--- BEGIN ---
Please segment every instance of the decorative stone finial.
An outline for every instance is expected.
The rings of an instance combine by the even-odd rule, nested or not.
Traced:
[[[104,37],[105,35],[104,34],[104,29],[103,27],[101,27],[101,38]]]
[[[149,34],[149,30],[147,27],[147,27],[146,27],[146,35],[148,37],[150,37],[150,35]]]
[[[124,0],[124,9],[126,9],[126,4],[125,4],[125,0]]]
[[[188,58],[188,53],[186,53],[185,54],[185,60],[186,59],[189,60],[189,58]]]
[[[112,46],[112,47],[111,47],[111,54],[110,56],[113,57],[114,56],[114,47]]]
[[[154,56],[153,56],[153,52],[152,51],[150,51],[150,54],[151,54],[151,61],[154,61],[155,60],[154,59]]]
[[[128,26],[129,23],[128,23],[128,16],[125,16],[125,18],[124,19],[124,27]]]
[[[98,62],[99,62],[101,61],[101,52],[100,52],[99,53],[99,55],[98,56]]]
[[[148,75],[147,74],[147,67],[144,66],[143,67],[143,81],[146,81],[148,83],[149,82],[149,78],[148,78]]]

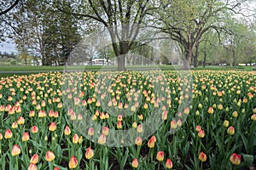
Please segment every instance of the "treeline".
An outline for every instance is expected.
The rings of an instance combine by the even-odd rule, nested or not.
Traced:
[[[184,69],[218,63],[237,65],[256,60],[251,3],[12,0],[0,3],[4,7],[0,37],[12,38],[25,60],[37,56],[44,65],[61,65],[73,56],[82,57],[79,62],[99,56],[115,57],[118,69],[125,70],[127,60],[132,60],[131,53],[156,63],[182,60]],[[95,32],[100,36],[90,37]],[[105,47],[101,46],[103,37],[108,37]]]

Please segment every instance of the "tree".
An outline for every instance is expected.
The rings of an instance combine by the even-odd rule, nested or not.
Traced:
[[[70,3],[66,3],[70,6]],[[77,19],[60,13],[50,0],[26,1],[15,14],[15,20],[16,44],[28,48],[33,55],[39,54],[43,65],[64,65],[80,40]]]
[[[135,45],[140,25],[151,8],[149,3],[149,0],[81,1],[82,12],[72,14],[96,20],[108,29],[117,57],[118,70],[124,71],[126,54]],[[60,10],[67,12],[63,8]]]
[[[183,69],[189,69],[191,60],[197,66],[198,48],[202,36],[211,29],[222,31],[226,13],[238,13],[246,1],[221,0],[172,0],[161,1],[161,8],[154,14],[157,23],[154,27],[170,35],[178,42],[185,53]]]

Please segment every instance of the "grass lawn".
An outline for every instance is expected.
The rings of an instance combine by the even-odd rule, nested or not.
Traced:
[[[98,70],[115,70],[117,65],[86,65],[86,66],[67,66],[67,70],[81,70],[81,71],[98,71]],[[179,70],[182,68],[181,65],[128,65],[128,70],[132,69],[161,69],[161,70]],[[255,66],[207,66],[203,68],[199,66],[197,68],[191,68],[191,70],[224,70],[224,71],[253,71],[256,69]],[[37,71],[60,71],[65,70],[65,66],[0,66],[0,76],[10,76],[13,75],[25,75],[30,73],[37,73]],[[3,72],[2,72],[3,71]],[[4,72],[7,71],[7,72]],[[8,71],[15,71],[14,73]],[[21,71],[21,72],[19,72]],[[27,72],[23,72],[27,71]]]

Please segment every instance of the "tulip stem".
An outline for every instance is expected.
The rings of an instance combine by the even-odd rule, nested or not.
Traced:
[[[52,170],[52,162],[49,162],[49,170]]]
[[[18,162],[18,156],[16,156],[16,166],[17,166],[17,170],[19,170],[19,162]]]
[[[142,146],[137,146],[137,158],[139,157],[139,155],[140,155],[141,147],[142,147]]]
[[[202,162],[201,162],[201,169],[202,170]]]

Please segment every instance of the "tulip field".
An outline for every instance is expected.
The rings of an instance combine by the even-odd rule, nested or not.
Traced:
[[[0,169],[256,168],[255,71],[14,75],[0,117]]]

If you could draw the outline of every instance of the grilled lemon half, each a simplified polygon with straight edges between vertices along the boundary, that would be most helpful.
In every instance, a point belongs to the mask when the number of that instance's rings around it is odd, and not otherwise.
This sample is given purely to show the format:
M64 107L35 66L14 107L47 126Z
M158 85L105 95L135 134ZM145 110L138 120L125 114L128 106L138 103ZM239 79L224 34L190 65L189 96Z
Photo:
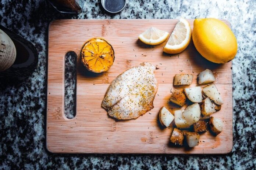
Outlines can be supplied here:
M112 46L102 38L93 38L86 41L80 55L82 63L87 70L97 73L108 70L115 59Z

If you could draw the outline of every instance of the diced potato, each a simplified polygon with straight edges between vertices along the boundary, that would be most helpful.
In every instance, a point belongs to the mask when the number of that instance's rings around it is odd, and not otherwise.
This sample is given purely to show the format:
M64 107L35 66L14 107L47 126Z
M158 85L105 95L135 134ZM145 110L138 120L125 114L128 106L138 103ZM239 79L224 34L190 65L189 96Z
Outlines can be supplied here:
M173 133L170 138L170 141L172 143L182 145L183 144L184 136L183 132L177 128L175 128L173 129Z
M173 84L175 85L189 85L192 84L193 74L178 74L175 75Z
M182 114L184 111L184 110L180 110L174 111L174 122L178 128L186 129L190 127L185 119L183 119Z
M203 88L203 91L211 100L213 100L217 104L221 105L223 101L220 96L220 93L214 84L206 86Z
M206 122L204 121L198 121L194 123L194 132L203 132L207 131Z
M214 106L214 108L216 110L220 110L221 108L221 105L217 104L214 102L212 102L213 105Z
M174 119L174 116L165 107L163 107L159 111L159 118L163 126L168 127Z
M180 91L175 89L172 92L170 100L172 102L182 107L185 104L186 96Z
M214 109L214 106L209 97L206 98L202 103L200 103L201 113L204 116L210 115L212 113L216 112L216 110Z
M206 69L200 73L198 75L198 84L207 84L213 82L215 78L213 72L209 69Z
M200 118L199 120L200 121L203 121L204 120L206 120L207 119L210 119L210 115L207 115L207 116L205 116L203 117L201 117L200 116Z
M194 103L188 106L182 114L183 118L189 126L198 121L200 115L200 107L198 103Z
M209 128L213 133L218 135L222 131L223 122L218 118L211 117L209 121Z
M188 146L192 148L199 144L200 136L198 133L195 132L186 132L185 137Z
M191 88L184 89L186 96L188 99L193 103L200 103L202 101L203 97L201 87L198 86Z

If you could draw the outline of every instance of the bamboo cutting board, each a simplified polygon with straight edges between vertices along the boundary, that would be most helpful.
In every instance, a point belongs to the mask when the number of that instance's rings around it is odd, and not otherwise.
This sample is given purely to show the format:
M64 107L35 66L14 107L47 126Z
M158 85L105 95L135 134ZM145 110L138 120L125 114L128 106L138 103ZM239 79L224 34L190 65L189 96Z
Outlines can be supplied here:
M62 20L49 27L46 145L56 153L224 154L232 147L231 62L211 63L200 56L192 41L176 55L163 52L166 40L151 46L143 44L138 35L151 26L171 33L175 19ZM189 20L193 29L193 20ZM224 22L230 26L229 23ZM104 37L115 51L114 64L108 71L91 74L81 66L79 59L83 43L92 37ZM76 115L70 119L64 114L65 56L77 54ZM110 84L122 72L147 62L159 68L155 71L159 83L154 108L135 119L118 121L109 117L101 106ZM173 128L163 129L158 119L163 106L172 112L179 108L168 103L172 88L182 89L197 85L198 74L206 69L213 71L214 83L224 104L213 114L223 120L223 132L214 137L209 132L200 136L198 146L177 147L169 143ZM192 73L193 84L173 86L176 74Z

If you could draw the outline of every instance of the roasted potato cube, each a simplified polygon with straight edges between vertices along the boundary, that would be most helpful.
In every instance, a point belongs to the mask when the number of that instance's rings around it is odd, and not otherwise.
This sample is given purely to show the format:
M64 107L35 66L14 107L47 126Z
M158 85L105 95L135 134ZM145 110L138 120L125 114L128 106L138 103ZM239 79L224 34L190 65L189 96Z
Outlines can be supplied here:
M214 108L216 110L220 110L221 108L221 105L217 104L214 102L212 102L213 105L214 106Z
M209 121L209 128L214 134L218 135L222 131L223 122L218 118L211 117Z
M198 133L196 132L185 132L186 140L188 146L192 148L199 144L200 136Z
M207 131L206 122L204 121L198 121L194 123L194 132L203 132Z
M172 92L170 100L172 102L182 107L185 104L186 96L180 91L175 89L174 92Z
M174 85L189 85L192 84L193 74L178 74L175 75Z
M209 97L206 98L200 103L201 113L204 116L210 115L216 112L214 107L214 106Z
M159 118L163 126L168 127L174 119L174 116L165 107L163 107L159 111Z
M186 129L190 126L188 124L186 120L183 118L182 114L184 110L177 110L174 111L174 122L177 128L181 129Z
M178 144L180 145L183 144L183 141L184 140L184 136L183 132L177 128L175 128L173 129L173 133L170 138L171 142L175 144L175 145Z
M201 116L200 116L200 118L199 119L199 120L200 121L203 121L204 120L209 119L210 119L210 115L207 115L207 116L205 116L203 117L201 117Z
M201 87L185 88L184 89L186 96L188 99L193 103L200 103L202 101L203 97L201 90Z
M189 125L192 125L199 120L201 112L198 103L194 103L188 106L182 114L183 118Z
M207 84L213 82L215 78L210 70L206 69L200 73L198 75L198 84Z
M217 104L221 105L223 101L220 96L220 93L218 91L217 88L214 84L208 85L203 88L203 91L211 100Z

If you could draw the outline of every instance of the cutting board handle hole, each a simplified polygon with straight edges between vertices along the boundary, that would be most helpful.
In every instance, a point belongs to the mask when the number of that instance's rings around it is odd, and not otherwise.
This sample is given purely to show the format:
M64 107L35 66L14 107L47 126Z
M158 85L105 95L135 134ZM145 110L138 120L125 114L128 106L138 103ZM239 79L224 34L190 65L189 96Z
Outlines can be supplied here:
M77 58L74 51L67 52L65 56L64 114L69 119L76 114Z

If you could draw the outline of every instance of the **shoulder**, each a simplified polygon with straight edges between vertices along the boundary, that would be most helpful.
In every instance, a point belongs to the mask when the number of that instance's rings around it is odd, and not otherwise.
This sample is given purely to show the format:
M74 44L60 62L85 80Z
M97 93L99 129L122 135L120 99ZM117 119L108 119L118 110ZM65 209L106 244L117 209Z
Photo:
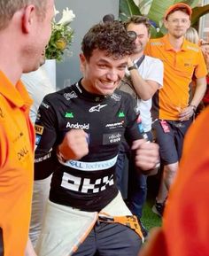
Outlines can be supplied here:
M115 98L120 98L120 102L135 102L135 98L128 93L120 89L116 89L111 97L115 100Z
M197 45L196 43L193 43L191 42L187 41L186 39L184 40L184 47L186 48L187 50L191 50L193 52L202 52L200 47Z
M161 45L164 45L163 37L150 39L148 43L151 46L161 46Z
M163 66L163 62L162 60L160 60L159 58L153 58L153 57L151 57L149 55L145 55L145 58L144 58L144 60L149 63L149 64L152 64L154 66Z

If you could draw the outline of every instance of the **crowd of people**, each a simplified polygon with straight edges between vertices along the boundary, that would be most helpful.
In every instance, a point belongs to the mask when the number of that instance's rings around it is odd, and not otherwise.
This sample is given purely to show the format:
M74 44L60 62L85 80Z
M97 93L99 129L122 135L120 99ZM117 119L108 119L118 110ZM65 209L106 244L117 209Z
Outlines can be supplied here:
M160 38L144 16L92 26L82 77L54 91L41 66L53 6L0 2L0 256L209 255L209 111L196 114L209 102L209 47L191 8L170 6ZM163 224L142 246L159 164L152 210Z

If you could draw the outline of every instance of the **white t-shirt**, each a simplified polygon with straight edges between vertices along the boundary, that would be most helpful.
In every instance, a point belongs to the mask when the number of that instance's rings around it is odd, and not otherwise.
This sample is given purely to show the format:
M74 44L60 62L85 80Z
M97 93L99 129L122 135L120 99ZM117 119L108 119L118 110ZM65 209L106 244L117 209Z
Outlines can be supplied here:
M138 59L135 60L135 63ZM145 55L144 59L138 67L138 72L143 80L151 80L159 83L159 89L163 86L163 62L156 58ZM148 100L137 99L137 107L140 110L142 123L145 132L151 129L151 98Z
M43 66L40 66L36 71L23 74L21 81L34 100L34 104L30 109L30 119L35 123L43 98L45 95L54 92L55 89Z

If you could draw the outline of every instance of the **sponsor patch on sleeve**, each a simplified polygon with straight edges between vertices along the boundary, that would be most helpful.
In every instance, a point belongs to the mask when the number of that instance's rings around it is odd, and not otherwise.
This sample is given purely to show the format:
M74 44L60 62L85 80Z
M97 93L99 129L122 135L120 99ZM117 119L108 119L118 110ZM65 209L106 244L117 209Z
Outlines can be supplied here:
M35 130L37 135L43 135L44 128L40 125L35 125Z
M40 141L41 141L41 136L35 136L35 145L39 145Z

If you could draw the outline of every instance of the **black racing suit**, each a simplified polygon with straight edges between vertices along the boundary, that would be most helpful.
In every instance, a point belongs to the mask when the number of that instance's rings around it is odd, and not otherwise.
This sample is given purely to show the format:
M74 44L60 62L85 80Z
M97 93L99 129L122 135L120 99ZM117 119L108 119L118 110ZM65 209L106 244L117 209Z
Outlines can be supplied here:
M122 139L142 138L134 111L135 102L116 89L112 96L93 95L81 81L46 96L35 121L35 179L53 172L50 200L83 211L100 211L118 194L115 163ZM56 149L65 134L82 128L89 154L59 162Z

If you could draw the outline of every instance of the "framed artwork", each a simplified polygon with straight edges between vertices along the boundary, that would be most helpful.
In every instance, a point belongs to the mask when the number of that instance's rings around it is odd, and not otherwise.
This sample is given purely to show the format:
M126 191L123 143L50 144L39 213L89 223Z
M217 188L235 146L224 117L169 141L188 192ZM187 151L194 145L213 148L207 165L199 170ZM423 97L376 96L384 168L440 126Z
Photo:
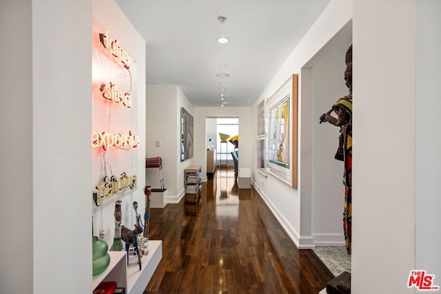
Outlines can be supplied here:
M260 174L267 176L267 132L265 114L265 99L257 106L257 168Z
M193 116L181 107L181 161L193 157Z
M297 188L297 83L293 74L268 98L267 168ZM290 138L292 134L293 138Z

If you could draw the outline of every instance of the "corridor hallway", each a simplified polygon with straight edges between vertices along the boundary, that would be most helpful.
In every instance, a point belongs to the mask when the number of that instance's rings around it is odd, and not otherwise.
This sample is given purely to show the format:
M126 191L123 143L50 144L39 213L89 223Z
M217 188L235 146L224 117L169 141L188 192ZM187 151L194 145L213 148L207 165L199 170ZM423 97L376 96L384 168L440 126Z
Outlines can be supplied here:
M203 184L197 216L185 215L183 201L151 209L163 258L144 293L316 294L334 277L296 249L254 189L238 189L233 169Z

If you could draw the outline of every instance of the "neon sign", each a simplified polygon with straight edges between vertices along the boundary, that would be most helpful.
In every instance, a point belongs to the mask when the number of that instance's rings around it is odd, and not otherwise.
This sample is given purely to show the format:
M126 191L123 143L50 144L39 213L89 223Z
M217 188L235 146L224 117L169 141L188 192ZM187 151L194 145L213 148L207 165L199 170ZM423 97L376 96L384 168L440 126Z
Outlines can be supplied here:
M121 133L112 134L107 132L92 133L92 147L94 148L103 147L107 150L110 147L136 148L141 143L141 137L132 134L129 131L128 135Z
M96 187L98 191L96 195L94 196L94 198L96 197L96 199L99 200L99 205L97 205L100 206L106 197L110 197L127 189L136 189L137 187L136 183L136 175L135 174L127 176L126 173L123 173L119 179L114 176L112 176L110 182L105 182L103 185ZM96 203L96 199L94 199L95 203Z
M118 58L119 61L123 63L124 67L127 70L130 68L130 65L132 65L132 63L133 62L132 57L127 51L122 50L121 47L119 47L118 40L112 40L109 37L109 32L100 34L99 41L105 49L108 49L112 55Z
M110 83L110 85L101 84L99 90L103 92L103 97L108 100L115 101L116 103L122 103L127 108L132 107L132 93L124 93L115 88L115 85Z

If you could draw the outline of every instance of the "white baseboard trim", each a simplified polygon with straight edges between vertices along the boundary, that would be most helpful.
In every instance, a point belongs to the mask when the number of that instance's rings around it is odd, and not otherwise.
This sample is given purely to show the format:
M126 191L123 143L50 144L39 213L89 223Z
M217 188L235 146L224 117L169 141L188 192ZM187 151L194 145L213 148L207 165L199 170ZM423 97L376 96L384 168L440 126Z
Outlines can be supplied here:
M299 249L314 249L315 246L312 236L300 236L296 229L289 224L285 216L283 216L276 206L274 206L274 203L269 200L268 196L267 196L265 192L260 189L260 185L254 182L254 179L252 179L252 184L297 248Z
M182 190L181 193L179 193L179 195L178 195L177 196L169 195L168 198L167 198L167 204L179 204L182 198L184 197L184 195L185 195L185 190Z
M345 246L345 237L342 233L313 233L316 246Z

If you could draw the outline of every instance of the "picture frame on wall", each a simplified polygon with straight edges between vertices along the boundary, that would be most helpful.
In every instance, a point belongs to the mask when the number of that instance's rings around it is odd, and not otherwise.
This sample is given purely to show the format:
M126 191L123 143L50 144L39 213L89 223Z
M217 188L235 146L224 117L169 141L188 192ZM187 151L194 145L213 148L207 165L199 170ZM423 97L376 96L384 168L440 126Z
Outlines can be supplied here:
M297 189L297 74L290 76L268 98L267 118L266 170L283 182Z
M193 116L181 107L181 161L193 158Z
M261 174L267 176L267 132L265 99L263 99L257 106L257 169Z

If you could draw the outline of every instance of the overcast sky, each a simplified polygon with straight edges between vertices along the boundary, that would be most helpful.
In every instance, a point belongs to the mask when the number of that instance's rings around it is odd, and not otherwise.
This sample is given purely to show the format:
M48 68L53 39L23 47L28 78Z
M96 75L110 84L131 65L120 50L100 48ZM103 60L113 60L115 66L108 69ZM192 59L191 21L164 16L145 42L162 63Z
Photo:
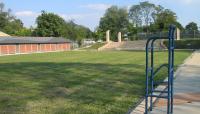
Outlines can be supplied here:
M41 10L54 12L65 20L74 20L94 30L105 10L111 5L130 7L147 0L0 0L20 18L26 27L35 26ZM200 0L148 0L176 12L178 21L185 26L194 21L200 26Z

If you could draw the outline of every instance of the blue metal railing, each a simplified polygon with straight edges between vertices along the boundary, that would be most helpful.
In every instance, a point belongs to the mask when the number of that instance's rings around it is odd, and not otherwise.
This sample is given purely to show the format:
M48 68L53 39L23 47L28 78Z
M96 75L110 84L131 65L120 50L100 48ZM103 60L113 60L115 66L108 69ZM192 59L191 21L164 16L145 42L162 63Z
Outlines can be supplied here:
M148 114L148 98L150 97L150 107L149 110L152 111L153 108L153 97L165 98L167 99L167 114L173 113L173 78L174 78L174 32L175 26L170 25L168 37L151 37L146 43L146 94L145 94L145 114ZM163 64L154 71L154 42L158 39L168 39L168 64ZM149 44L151 43L150 47ZM151 52L150 65L149 65L149 49ZM167 83L167 90L155 90L154 78L157 72L162 68L168 68L168 81L160 82ZM149 76L150 75L150 76ZM150 81L150 82L149 82ZM159 84L159 83L158 83ZM149 87L150 86L150 87ZM151 89L149 89L151 88ZM167 95L154 95L154 92L160 92L161 94L166 93Z

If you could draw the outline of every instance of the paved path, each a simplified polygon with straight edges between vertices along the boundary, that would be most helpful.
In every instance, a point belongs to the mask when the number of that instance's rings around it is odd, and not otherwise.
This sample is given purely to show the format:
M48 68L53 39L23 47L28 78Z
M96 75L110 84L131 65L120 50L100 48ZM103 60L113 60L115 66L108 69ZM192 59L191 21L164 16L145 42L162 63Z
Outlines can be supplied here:
M176 71L174 114L200 114L200 51L196 51ZM165 87L159 86L158 89ZM156 100L156 99L154 99ZM158 100L150 114L166 114L166 100ZM143 101L131 114L144 114Z
M166 114L166 101L156 102L150 114ZM174 114L200 114L200 51L178 69L174 81Z

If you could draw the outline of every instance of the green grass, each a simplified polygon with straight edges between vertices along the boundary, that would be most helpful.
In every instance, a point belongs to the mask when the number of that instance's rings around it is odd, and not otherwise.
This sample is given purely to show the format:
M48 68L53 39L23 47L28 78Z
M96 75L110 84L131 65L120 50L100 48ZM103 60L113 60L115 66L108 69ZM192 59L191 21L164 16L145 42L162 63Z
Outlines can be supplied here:
M175 66L191 52L176 52ZM144 96L144 52L0 57L0 113L124 114ZM156 66L167 61L156 53ZM161 72L164 78L166 69ZM161 77L162 75L162 77Z

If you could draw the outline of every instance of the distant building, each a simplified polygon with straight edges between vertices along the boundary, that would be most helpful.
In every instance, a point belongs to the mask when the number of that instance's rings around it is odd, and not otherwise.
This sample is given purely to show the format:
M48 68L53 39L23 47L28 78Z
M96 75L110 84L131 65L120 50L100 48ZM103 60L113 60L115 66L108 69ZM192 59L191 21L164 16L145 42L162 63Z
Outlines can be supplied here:
M0 37L0 55L68 51L71 42L53 37Z

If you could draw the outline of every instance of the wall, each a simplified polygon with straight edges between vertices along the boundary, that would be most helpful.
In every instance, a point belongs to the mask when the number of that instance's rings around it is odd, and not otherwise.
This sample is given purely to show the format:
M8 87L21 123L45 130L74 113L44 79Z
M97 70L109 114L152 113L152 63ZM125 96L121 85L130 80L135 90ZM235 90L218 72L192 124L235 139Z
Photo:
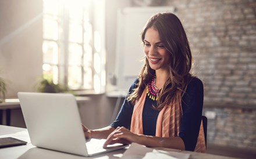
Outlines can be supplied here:
M161 5L176 9L194 57L194 73L204 84L204 114L216 115L209 117L208 143L255 150L256 1Z
M194 73L203 81L208 143L256 149L256 2L250 0L131 0L127 6L176 8L194 56ZM109 3L109 5L110 3ZM108 6L108 4L107 4ZM115 68L115 12L108 11L107 82ZM106 10L108 10L108 9ZM108 22L108 20L111 23ZM108 24L111 23L111 27ZM111 31L111 32L109 32ZM108 35L108 32L109 34ZM112 103L112 105L114 103Z
M42 75L42 1L0 1L0 77L6 97L34 91Z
--- END ---
#### Exercise directions:
Could you update the data from its first line through the line that contains "[[[124,0],[124,9],[126,9],[126,4],[125,4],[125,0]]]", with both ends included, by replacing "finial" with "spire" and keeping everything else the same? Return only those lines.

#### Answer to the task:
Please segment every instance of the decorative stone spire.
An outline for every instance is expected.
The rings of an instance combine by the even-odd rule, nested or not.
Traced:
[[[104,37],[105,35],[104,34],[104,29],[103,27],[101,27],[101,38]]]
[[[149,34],[149,30],[147,27],[147,27],[146,27],[146,35],[148,37],[150,37],[150,35]]]
[[[124,0],[124,9],[126,9],[126,4],[125,4],[125,0]]]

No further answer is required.